> [DATA EXCERPTS]

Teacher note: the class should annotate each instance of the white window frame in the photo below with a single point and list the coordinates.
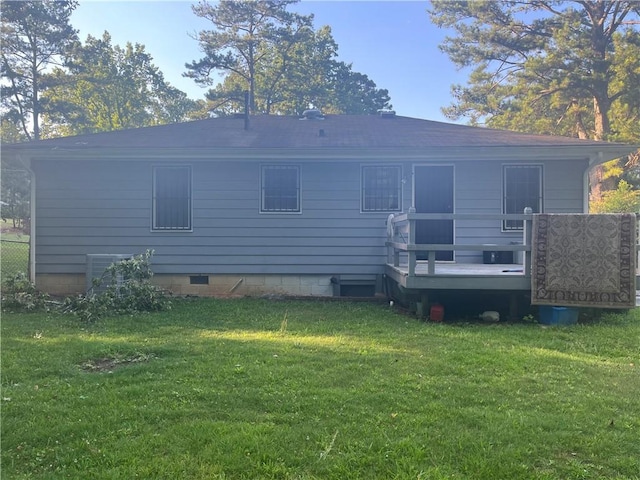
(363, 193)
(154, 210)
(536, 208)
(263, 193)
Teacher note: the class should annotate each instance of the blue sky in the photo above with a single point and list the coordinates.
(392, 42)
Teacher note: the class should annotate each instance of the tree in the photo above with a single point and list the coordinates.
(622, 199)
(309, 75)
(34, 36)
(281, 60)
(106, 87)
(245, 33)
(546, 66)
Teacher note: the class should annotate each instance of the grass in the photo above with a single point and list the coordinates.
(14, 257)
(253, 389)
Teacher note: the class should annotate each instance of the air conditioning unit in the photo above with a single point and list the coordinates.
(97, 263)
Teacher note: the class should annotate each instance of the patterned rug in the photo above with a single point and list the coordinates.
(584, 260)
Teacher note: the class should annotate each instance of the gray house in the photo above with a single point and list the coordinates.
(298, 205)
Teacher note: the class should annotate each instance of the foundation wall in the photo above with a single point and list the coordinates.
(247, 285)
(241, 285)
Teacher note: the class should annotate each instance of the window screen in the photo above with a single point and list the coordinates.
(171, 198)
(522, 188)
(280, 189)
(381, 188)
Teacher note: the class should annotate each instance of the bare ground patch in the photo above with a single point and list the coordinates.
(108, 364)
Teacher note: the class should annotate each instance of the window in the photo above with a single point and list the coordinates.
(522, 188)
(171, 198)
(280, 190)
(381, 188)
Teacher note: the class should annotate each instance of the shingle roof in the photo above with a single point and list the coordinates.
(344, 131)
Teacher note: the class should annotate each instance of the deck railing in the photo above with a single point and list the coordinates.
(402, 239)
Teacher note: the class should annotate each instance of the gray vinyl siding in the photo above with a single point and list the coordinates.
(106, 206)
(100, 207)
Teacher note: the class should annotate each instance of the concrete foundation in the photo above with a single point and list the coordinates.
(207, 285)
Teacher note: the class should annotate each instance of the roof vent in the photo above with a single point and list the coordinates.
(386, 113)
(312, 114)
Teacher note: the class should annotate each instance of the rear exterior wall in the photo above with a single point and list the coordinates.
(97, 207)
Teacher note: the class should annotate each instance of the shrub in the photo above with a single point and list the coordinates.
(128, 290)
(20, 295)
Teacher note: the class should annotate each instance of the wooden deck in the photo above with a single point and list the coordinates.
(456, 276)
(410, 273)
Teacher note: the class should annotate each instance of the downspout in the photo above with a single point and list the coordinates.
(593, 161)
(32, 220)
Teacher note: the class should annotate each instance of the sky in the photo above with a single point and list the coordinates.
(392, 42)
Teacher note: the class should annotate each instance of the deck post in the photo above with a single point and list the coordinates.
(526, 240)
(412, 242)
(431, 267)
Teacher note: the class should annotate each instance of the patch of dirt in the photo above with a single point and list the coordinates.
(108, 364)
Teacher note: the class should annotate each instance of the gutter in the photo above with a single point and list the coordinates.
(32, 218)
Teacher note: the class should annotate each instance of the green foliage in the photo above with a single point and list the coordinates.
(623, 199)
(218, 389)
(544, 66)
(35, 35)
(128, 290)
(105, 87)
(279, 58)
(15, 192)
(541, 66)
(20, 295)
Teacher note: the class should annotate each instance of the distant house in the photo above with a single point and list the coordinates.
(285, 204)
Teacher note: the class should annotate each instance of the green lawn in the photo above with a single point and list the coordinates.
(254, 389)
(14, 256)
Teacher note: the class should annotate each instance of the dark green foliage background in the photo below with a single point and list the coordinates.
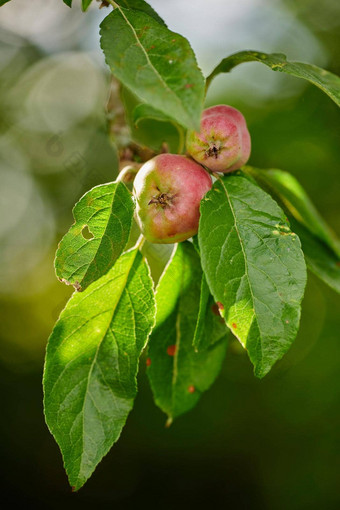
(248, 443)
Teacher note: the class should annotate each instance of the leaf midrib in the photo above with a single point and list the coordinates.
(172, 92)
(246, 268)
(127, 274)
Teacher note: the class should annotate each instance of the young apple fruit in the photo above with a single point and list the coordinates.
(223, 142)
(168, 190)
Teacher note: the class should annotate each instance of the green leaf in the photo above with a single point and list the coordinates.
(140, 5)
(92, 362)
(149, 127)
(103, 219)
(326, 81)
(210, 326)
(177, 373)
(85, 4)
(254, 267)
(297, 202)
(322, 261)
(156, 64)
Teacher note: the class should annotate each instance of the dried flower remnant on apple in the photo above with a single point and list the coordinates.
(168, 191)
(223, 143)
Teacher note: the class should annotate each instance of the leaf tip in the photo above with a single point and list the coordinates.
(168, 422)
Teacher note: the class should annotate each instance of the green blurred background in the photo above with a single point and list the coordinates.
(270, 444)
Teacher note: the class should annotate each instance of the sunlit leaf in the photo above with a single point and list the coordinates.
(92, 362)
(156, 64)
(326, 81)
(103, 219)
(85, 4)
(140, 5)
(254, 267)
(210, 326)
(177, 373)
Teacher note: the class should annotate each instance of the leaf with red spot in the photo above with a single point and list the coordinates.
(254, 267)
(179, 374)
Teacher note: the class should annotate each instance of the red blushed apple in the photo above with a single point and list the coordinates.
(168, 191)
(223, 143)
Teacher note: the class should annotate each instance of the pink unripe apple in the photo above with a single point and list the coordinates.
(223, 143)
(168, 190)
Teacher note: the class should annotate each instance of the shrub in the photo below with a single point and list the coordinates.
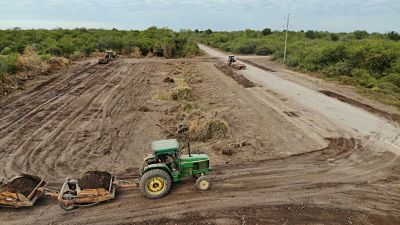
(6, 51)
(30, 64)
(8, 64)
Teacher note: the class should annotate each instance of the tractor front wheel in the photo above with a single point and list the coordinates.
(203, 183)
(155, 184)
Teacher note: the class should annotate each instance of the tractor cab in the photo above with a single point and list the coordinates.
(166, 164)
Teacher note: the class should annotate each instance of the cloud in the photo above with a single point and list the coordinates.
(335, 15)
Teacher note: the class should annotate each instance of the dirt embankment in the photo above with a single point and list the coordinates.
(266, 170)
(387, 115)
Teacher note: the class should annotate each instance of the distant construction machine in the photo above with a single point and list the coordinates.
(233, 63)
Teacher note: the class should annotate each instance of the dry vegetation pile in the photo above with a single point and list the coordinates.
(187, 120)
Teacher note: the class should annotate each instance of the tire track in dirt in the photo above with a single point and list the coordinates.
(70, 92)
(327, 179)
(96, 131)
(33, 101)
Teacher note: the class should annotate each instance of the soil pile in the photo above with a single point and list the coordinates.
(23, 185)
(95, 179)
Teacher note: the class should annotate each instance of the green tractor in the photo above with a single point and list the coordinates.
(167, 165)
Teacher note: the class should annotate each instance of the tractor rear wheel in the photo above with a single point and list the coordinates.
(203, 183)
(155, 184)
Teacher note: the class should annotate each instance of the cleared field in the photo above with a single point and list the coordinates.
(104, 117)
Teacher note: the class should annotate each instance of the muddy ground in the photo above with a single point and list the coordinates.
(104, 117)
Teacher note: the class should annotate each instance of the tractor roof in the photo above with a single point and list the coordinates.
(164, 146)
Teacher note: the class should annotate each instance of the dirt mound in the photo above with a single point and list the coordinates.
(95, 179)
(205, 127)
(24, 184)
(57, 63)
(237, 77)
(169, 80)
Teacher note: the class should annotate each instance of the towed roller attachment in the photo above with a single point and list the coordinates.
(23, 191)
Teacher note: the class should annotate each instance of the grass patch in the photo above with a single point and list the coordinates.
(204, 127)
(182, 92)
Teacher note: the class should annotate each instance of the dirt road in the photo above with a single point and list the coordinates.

> [PROBLEM REQUIREMENTS] Copy out every line from the one containing "the dirt mound" through the end of the items, inclusive, keeping each line and not only the answers, but shift every coordinate in the answers by adding -140.

> [SOLUTION]
Teacher note: the class should annotate each instance of the dirt mound in the photo above with a single point and list the coordinates.
(-45, 39)
(65, -13)
(-116, 44)
(-83, -77)
(97, -63)
(29, -60)
Teacher note: the class should annotate each instance of the towed roller attachment in the photo above with a single point and list the coordinates.
(-117, 51)
Teacher note: the class should annotate each instance of the grass patch in the photo above with a single point and list the coordinates.
(64, -13)
(42, -48)
Teacher note: the class should annotate each instance of the dirt road in the photo above with a single point and list the coordinates.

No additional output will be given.